(Records for processing begins)
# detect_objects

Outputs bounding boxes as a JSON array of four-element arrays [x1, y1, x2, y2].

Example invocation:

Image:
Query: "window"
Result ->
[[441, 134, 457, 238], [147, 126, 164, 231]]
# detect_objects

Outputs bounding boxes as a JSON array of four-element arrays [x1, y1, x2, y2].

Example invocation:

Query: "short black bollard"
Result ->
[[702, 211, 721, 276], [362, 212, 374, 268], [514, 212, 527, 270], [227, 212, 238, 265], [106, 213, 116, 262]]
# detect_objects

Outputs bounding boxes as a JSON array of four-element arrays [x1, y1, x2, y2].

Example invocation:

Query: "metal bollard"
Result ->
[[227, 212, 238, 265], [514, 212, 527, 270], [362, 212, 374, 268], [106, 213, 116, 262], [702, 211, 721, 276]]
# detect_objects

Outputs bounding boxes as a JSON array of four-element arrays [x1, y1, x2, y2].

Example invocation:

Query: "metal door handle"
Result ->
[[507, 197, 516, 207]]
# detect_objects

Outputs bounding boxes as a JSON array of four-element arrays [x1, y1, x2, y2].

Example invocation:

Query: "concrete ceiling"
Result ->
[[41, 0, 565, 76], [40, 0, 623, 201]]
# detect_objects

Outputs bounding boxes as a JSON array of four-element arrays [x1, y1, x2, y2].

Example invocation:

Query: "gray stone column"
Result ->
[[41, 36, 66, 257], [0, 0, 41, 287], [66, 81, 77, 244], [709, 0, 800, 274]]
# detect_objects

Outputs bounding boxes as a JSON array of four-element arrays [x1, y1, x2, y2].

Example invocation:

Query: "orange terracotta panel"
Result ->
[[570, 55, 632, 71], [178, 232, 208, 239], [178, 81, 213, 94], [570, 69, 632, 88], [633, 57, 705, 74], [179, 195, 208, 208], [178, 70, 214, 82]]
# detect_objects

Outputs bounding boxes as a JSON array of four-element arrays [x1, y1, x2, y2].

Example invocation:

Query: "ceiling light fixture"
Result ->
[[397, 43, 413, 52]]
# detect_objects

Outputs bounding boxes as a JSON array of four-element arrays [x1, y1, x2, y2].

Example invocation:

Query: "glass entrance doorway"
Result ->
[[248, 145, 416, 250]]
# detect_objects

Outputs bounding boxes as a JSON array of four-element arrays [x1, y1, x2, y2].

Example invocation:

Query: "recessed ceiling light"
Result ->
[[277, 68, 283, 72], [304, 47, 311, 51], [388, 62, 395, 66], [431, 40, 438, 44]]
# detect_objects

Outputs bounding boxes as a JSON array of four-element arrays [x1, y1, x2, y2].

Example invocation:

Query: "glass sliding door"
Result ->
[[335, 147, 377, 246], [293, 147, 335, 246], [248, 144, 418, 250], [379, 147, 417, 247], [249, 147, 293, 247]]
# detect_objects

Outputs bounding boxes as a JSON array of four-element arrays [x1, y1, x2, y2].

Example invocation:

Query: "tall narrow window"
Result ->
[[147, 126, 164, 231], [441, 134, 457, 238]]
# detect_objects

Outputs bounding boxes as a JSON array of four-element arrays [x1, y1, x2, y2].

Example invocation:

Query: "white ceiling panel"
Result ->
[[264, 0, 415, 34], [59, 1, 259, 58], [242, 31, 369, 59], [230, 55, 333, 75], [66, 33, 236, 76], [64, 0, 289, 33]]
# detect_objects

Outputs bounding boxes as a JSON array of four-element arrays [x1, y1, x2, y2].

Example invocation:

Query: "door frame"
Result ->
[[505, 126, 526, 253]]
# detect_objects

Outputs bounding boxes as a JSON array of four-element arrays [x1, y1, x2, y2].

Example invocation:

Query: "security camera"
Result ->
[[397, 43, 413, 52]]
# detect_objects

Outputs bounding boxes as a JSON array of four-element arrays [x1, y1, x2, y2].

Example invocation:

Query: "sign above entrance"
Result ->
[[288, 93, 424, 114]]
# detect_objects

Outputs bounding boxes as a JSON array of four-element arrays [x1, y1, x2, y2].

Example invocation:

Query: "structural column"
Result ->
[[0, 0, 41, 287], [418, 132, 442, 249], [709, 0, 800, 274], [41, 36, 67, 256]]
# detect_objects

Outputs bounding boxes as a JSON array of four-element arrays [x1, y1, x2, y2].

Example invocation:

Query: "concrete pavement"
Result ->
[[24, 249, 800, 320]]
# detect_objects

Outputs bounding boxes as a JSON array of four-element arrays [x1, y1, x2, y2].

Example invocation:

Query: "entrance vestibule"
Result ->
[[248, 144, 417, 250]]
(Records for processing ends)
_What is needed_
Repeat every entry word for word.

_The completed task_
# detect_objects

Outputs bounding boxes as a JSON array of four-element arrays [x1, y1, x2, y2].

Example invocation:

Image:
Query: "window"
Result ->
[[441, 134, 457, 238], [147, 126, 164, 231]]
# detect_objects

Outputs bounding boxes as a JSON array of four-element arrays [x1, y1, x2, y2].

Example invocation:

Query: "short black bollard"
Result ->
[[702, 211, 721, 276], [362, 212, 374, 268], [514, 212, 527, 270], [227, 212, 238, 265], [106, 213, 116, 262]]
# detect_objects

Outputs bounding boxes as a JSON array of four-element arrays [x1, y1, x2, y2].

Example invocation:

Query: "metal bollard"
Result ->
[[227, 212, 238, 265], [514, 212, 527, 270], [362, 212, 374, 268], [106, 213, 116, 262], [702, 211, 721, 276]]
# detect_objects

Outputs bounding boxes as a JSON array of four-element arrays [x1, y1, x2, y2].

Example invocation:

Query: "metal door handle"
Result ->
[[507, 197, 516, 207]]
# detect_objects

Outputs bounding boxes as a JSON array of four-element arrays [x1, y1, x2, y2].

Example invocation:

Query: "concrete ceiling"
Result ->
[[41, 0, 565, 76], [40, 0, 623, 201]]
# detect_objects

Outputs bounding boxes as a JSON array of four-element arrays [x1, y1, x2, y2].

Example invocation:

Query: "gray stone column"
Result ->
[[41, 36, 66, 257], [0, 0, 41, 287], [66, 81, 77, 244], [709, 0, 800, 274]]
# detect_objects

Outputs bounding boxes as a JSON array of four-element arrays [x1, y1, x2, y2].

Example invocation:

Query: "orange terracotta panel"
Result ->
[[570, 55, 632, 71], [178, 232, 208, 239], [178, 81, 213, 94], [570, 69, 632, 88], [633, 57, 705, 74], [179, 195, 208, 208], [178, 70, 214, 82]]
# detect_objects

Outputs bounding boxes as a JSON array of four-element arrays [x1, y1, x2, y2].

Example invocation:

Query: "ceiling light fixture"
Result ->
[[397, 43, 413, 52]]
# detect_objects

Outputs bounding boxes as a JSON array of four-element arrays [x1, y1, x2, y2].

Example invocation:

Query: "glass entrance doorway"
Result ->
[[248, 145, 416, 250]]
# detect_objects

Outputs bounding boxes as a JSON array of four-element arrays [x1, y1, x2, y2].

Example invocation:

Query: "recessed ceiling light"
Result ->
[[277, 68, 283, 72], [304, 47, 311, 51], [388, 62, 395, 66], [431, 40, 438, 44]]
# detect_objects

Outputs bounding boxes as a JSON array of four-element arrays [x1, y1, x2, y2].

Example invocation:

Query: "glass sliding door"
Result ->
[[335, 147, 377, 246], [293, 147, 335, 246], [248, 144, 418, 250], [379, 147, 417, 247], [249, 147, 293, 247]]
# detect_objects

Outputs bounding boxes as a JSON array of four-element arrays [x1, y1, x2, y2].

Example invocation:

Query: "tall narrow window"
Result ->
[[147, 126, 164, 231], [441, 134, 457, 238]]
# detect_objects

Outputs bounding boxes as a JSON array of four-element arrays [x1, y1, x2, y2].

Example invocation:

Query: "white ceiling panel"
Result ->
[[264, 0, 415, 34], [59, 1, 259, 58], [242, 31, 369, 59], [230, 55, 333, 75], [66, 33, 236, 76], [64, 0, 289, 33]]
# detect_objects

Outputs bounding boxes as a JSON array of four-element arrays [x1, y1, x2, y2].

Example invocation:

Query: "door frame"
Result ->
[[505, 126, 526, 253]]
# detect_objects

Outputs bounding boxes as a JSON array of four-element arrays [x1, y1, x2, y2].

Example invocation:

Query: "security camera"
Result ->
[[397, 43, 413, 52]]
# detect_objects

Outputs bounding boxes as a JSON array of four-element arrays [x1, y1, x2, y2].

Example invocation:

Query: "sign above entrance"
Result ->
[[288, 93, 424, 114]]
# detect_objects

Outputs bounding boxes as a JSON array of four-element arrays [x1, y1, x2, y2].

Example invocation:

Query: "structural column"
Result ->
[[0, 0, 41, 287], [418, 132, 442, 249], [709, 0, 800, 274], [41, 36, 67, 256]]
# detect_objects

Outputs bounding boxes as a JSON array of four-element arrays [x1, y1, x2, y2].

Example invocation:

Query: "concrete pavement"
Result ->
[[24, 249, 800, 320]]
# detect_objects

Outputs bounding boxes as a JSON array of four-element arrays [x1, y1, x2, y2].

Example invocation:

Query: "entrance vestibule"
Result ->
[[248, 144, 417, 250]]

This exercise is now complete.